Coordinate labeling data
*****

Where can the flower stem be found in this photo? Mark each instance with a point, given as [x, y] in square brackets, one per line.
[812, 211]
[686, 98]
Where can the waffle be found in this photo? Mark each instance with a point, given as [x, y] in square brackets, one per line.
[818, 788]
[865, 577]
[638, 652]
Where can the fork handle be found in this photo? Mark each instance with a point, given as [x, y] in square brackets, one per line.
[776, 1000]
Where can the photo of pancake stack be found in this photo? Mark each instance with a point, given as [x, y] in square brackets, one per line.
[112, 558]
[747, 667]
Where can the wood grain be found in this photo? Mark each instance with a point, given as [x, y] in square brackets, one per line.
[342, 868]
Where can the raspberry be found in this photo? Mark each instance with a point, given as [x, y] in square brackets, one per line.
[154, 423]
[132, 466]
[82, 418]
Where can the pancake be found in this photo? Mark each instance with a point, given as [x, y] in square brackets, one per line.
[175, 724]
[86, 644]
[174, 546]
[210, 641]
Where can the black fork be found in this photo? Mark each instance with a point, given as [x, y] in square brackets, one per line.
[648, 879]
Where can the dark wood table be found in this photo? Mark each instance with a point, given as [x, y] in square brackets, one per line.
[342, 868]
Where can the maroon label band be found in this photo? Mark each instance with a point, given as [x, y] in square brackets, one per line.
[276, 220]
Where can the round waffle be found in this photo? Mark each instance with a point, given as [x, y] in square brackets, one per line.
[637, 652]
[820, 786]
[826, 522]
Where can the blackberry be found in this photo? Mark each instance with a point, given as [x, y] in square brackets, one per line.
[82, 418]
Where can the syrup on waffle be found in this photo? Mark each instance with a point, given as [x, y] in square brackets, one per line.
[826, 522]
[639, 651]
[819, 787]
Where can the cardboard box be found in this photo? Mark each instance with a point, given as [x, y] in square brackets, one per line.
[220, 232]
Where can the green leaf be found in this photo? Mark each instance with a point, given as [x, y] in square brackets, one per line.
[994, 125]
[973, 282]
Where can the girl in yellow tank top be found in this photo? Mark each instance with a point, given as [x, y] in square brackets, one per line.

*****

◆ WORK TO BE COMPLETED
Output all of the items above word for word, with nothing left out or changed.

◆ RIGHT ANSWER
Where can the flower stem be found in this photo? Mark each instance with a point, given as [x, y] in square brackets, one per line.
[812, 211]
[686, 98]
Where can the waffle be found in this photo? Mark each instance with a point, given as [x, y] in square brackets, one per line.
[818, 788]
[865, 577]
[638, 652]
Where can the fork handle be found in this photo? Mark each instance with a point, given as [x, y] in square brackets, one per line.
[776, 1000]
Where can the photo of pancake stack be found in this photo? Mark each instance with a point, given as [x, y] in square brackets, one per line.
[112, 558]
[747, 667]
Where can the wood grain be found in this photo? Mark each instance with a point, given as [x, y] in square brackets, one per line.
[342, 868]
Where can the raspberry be found in this photo? Mark each instance with a point, given as [x, y] in square brackets, one per line.
[154, 423]
[132, 466]
[82, 418]
Where can the pancake be found in this photo? Mark each instance with a point, given as [x, y] in square brackets, one per line.
[175, 724]
[86, 644]
[174, 546]
[210, 641]
Where can the black fork be found in this photo? Mark each instance with a point, given as [x, y] in square brackets, one per line.
[648, 879]
Where can the dark wood table be found in this photo? Mark each instance with a point, given as [x, y] in square brackets, one per line.
[342, 868]
Where can the maroon label band be found in this photo? Mark each instance with a point, given as [x, y] in square brackets, one per line.
[276, 220]
Where can the round waffle be found in this photo? Mark each instance with a point, given as [x, y] in square brackets, one per line.
[637, 652]
[820, 786]
[826, 522]
Where can the blackberry be found in this photo? Mark each instance with a point, given as [x, y] in square brackets, one per line.
[82, 418]
Where can the syrup on waffle be found in this photo? Mark each instance with a point, given as [x, y] in square brackets, one per line.
[826, 522]
[639, 651]
[819, 787]
Where can the cardboard box be found in this photo? Mark each instance with a point, given as [x, y] in square brackets, one per line.
[220, 232]
Where can the green leaf be found in this photo? Mark each instance with a point, given as [x, y] in square brackets, one per line.
[994, 125]
[973, 282]
Where can the girl in yellow tank top be found in this photo? Mark each instance with a point, given as [x, y] in square brackets, one per line.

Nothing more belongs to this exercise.